■ **ÉNONCÉ 1**: Condensez sous forme de liste le paragraphe de la page sur le spissumètre qui commence par « La plupart des réseaux se contentent », en conservant ses faits principaux.
■ **ÉNONCÉ 2**: Recopiez sans rien changer le passage de la page sur le spissumètre : commencez aux mots « La table indique » et arrêtez-vous après « épaulements (attaches Salmon). ».

──────── PAGE ────────

Le carnet du CFC

Spissumètre pour bandages et jantes à boudin

J. Joly ( Ang. 1888)

Exposé
Les dimensions des différentes parties des bandages des roues du matériel roulant de chemin de fer ont une importance capitale au point de vue de la sécurité des trains en marche.
On sait en effet :

Parmi ces défauts, les uns diminuent considérablement le confort des voyageurs, les autres entraînent les déraillements dont on va chercher quelquefois bien loin le motif, tant il est vrai que les plus petites causes ont parfois les pires conséquences.
Aussi la Conférence de Berne a-t-elle fixé des limites aux dimensions des bandages des roues du matériel de chemins de fer admis à la circulation internationale, et la plus part des grands réseaux en ont tenu compte dans l'établissement des règles de réforme pour les bandages de tout leur matériel.
La table indique les règles données par la Conférence de Berne et celles suivies par quelques réseaux français. 
Ces dimensions étant fixées, il s'agit de pouvoir les évaluer exactement et rapidement sur place.
La plupart des réseaux se contentent simplement de donner à leur personnel des calibres limites. Or il n'est pas toujours possible de les utiliser. Ainsi il arrive souvent que la table de roulement est très usée alors que le boudin est peu ou pas réduit : le calibre ne passe pas ! On est alors obligé de relever le profil avec une lame de plomb pour le reporter sur une feuille de papier : opération longue, délicate, sujette à de nombreuses causes d'erreurs et qui n'est pas à la portée du personnel ordinaire de visite.
Enfin l'opération se complique lorsque les bandages présentent des épaulements (attaches Salmon).
Il en résulte que ces procédés sont laissés de côté, et que les visiteurs réforment le plus souvent les bandages au jugé : d'où excès de véhicules réformés inutilement, ou excès de véhicules qui circulent dans des conditions défavorables et dangereuses.

Description de l'appareil
Nous avons recherché à remédier à cette situation en combinant un appareil dont l'emploi découle de celui du pied à coulisse ordinaire connu de tout le monde, et qui peut par conséquent être mis entre les mains du personnel de visite le moins expérimenté.
Il se compose d'un bâti à poignées B surmonté d'une fourche à deux branches DD portant chacune à l'avant un talon T.

  

Une équerre AA, dont la branche verticale porte une queue G qui est guidée dans la poignée B, dans laquelle elle peut rentrer ou sortir au moyen de l'écrou F, a ses deux branches graduées, l'une A, par rapport au plan des branches DD, l'autre A par rapport à la branche inférieure.

──────── DONNÉES ENREGISTRÉES ────────

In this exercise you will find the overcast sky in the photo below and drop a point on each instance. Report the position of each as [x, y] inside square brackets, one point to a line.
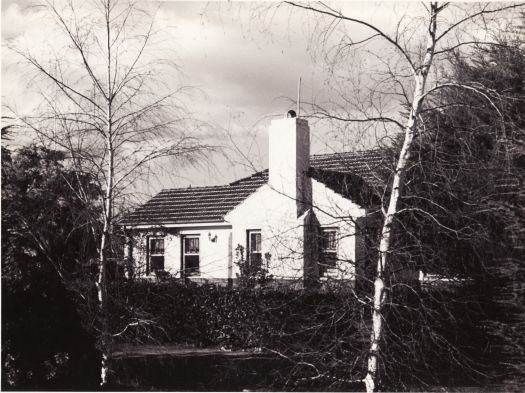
[245, 62]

────────

■ **CORRIGÉ COMPLET 1**:
- La plupart des réseaux donnent simplement à leur personnel des calibres limites, mais il n'est pas toujours possible de les utiliser.
- Souvent, la table de roulement est très usée alors que le boudin est peu ou pas réduit : le calibre ne passe pas.
- Il faut alors relever le profil avec une lame de plomb et le reporter sur une feuille de papier.
- Cette opération est longue, délicate, sujette à de nombreuses erreurs et hors de portée du personnel ordinaire de visite.

■ **CORRIGÉ COMPLET 2**:
La table indique les règles données par la Conférence de Berne et celles suivies par quelques réseaux français. 
Ces dimensions étant fixées, il s'agit de pouvoir les évaluer exactement et rapidement sur place.
La plupart des réseaux se contentent simplement de donner à leur personnel des calibres limites. Or il n'est pas toujours possible de les utiliser. Ainsi il arrive souvent que la table de roulement est très usée alors que le boudin est peu ou pas réduit : le calibre ne passe pas ! On est alors obligé de relever le profil avec une lame de plomb pour le reporter sur une feuille de papier : opération longue, délicate, sujette à de nombreuses causes d'erreurs et qui n'est pas à la portée du personnel ordinaire de visite.
Enfin l'opération se complique lorsque les bandages présentent des épaulements (attaches Salmon).